Excerpt to read
_ _ _ _ _
In November we started P’tach Libi: A Deep Dive into the Weekday Amidah. The Amidah is the personal silent prayer at the heart of every Jewish service. Its themes are epic: ancestry, holiness, forgiveness, abundance, justice, exile, judgement, heresy, and healing, to name just a few. Encountering it, whether one prays daily, weekly, or once a year, can be overwhelming. And yet, our rabbis call it haTefilah, THE prayer, the template for a Jewish conversation with G!d.
Following in the model of the Mishna Collective, our class met every day, learning the text one word at a time, burrowing into each root and dictionary definition. We created an inside and outside translation for each line of the Amidah. Learning one word at a time allowed us to crack open each of these big concepts—refuah, geulah, teshuvah, galut—and find translations that spoke to our own experiences and sensibilities, without straying from the core meaning of the text itself.
Synagogue services can make us feel like we are passive observers of prayer. The liturgy whizzes by, washing over us. As Heschel writes: “Familiar with all words, we are intimate with none.” Learning the Amidah in the SVARA method allowed us to become active participants, interpreters, wrestlers, and even creators of prayer, becoming intimate with each word and its possible meanings.
_ _ _ _ _
Items from a data source:
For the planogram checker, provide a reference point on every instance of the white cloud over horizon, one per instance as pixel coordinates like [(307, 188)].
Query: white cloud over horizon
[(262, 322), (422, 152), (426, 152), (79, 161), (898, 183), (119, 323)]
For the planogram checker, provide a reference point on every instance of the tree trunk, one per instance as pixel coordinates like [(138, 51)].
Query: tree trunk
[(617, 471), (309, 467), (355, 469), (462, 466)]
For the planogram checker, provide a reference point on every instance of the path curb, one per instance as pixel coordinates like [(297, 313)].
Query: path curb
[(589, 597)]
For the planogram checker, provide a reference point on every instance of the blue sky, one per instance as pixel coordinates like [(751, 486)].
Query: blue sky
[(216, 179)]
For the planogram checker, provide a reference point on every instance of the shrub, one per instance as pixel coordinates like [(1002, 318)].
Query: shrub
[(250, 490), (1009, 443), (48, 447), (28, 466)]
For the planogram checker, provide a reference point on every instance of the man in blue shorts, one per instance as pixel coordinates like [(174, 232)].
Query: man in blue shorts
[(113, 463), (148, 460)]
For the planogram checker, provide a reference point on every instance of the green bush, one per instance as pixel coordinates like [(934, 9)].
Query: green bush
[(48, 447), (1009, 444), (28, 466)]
_ _ _ _ _
Apply what you read
1. In the passage about the weekday Amidah class, what do the rabbis call the Amidah?
2. Pick up the passage about the weekday Amidah class after its final sentence and keep writing.

Results of the tasks
1. They call it haTefilah, THE prayer.

2.
Through this practice, we realized that this process of translation and liturgical exegesis is a necessary practice to be able to direct our hearts, as the rabbis taught us to do. Translation, for the Tur, is not about literal comprehension. It is an orientation of the heart, a way we position ourselves, focused and directed toward what matters. By getting to the meaning of the words, we can get beyond the words, to the depth and possibility of what the words offer us. When we stretch out the language, we can find ourselves there: our fears and depressions, our longings, our aspirations for justice, the work of our hands and our days.
Educators and learners at SVARA often wonder whether our method (studying in the original, looking up every root, inside and outside translations, chevruta, chazarah, recitation, and shiur) can be effectively applied to other genres of Jewish literature.
Through this class, we have come to see so clearly that the siddur is the queerspawn of the Talmud. In fact, every community throughout the diaspora—Iraqi, Morrocan, Polish, Spanish, French, etc—is praying some version of what we might call the Babylonian siddur, with words taken directly from the Babylonian Talmud. Much like the Talmud, the siddur is also a work of art and a blueprint for developing compassion and connection in a fractured world. You can translate it word for word, but making the material one’s own requires an interpretive understanding. The practice of cultivating this understanding is essential to be able to direct our hearts.
But not for its own sake. For ours.
As activist poet and radical liturgist Aurora Levins-Morales writes,
“The only way to bear the overwhelming pain of oppression is by telling, in all its detail, in the presence of witnesses and in a context of resistance, how unbearable it is… It is part of our task as revolutionary people, people who want deep-rooted, radical change, to be as whole as it is possible for us to be.”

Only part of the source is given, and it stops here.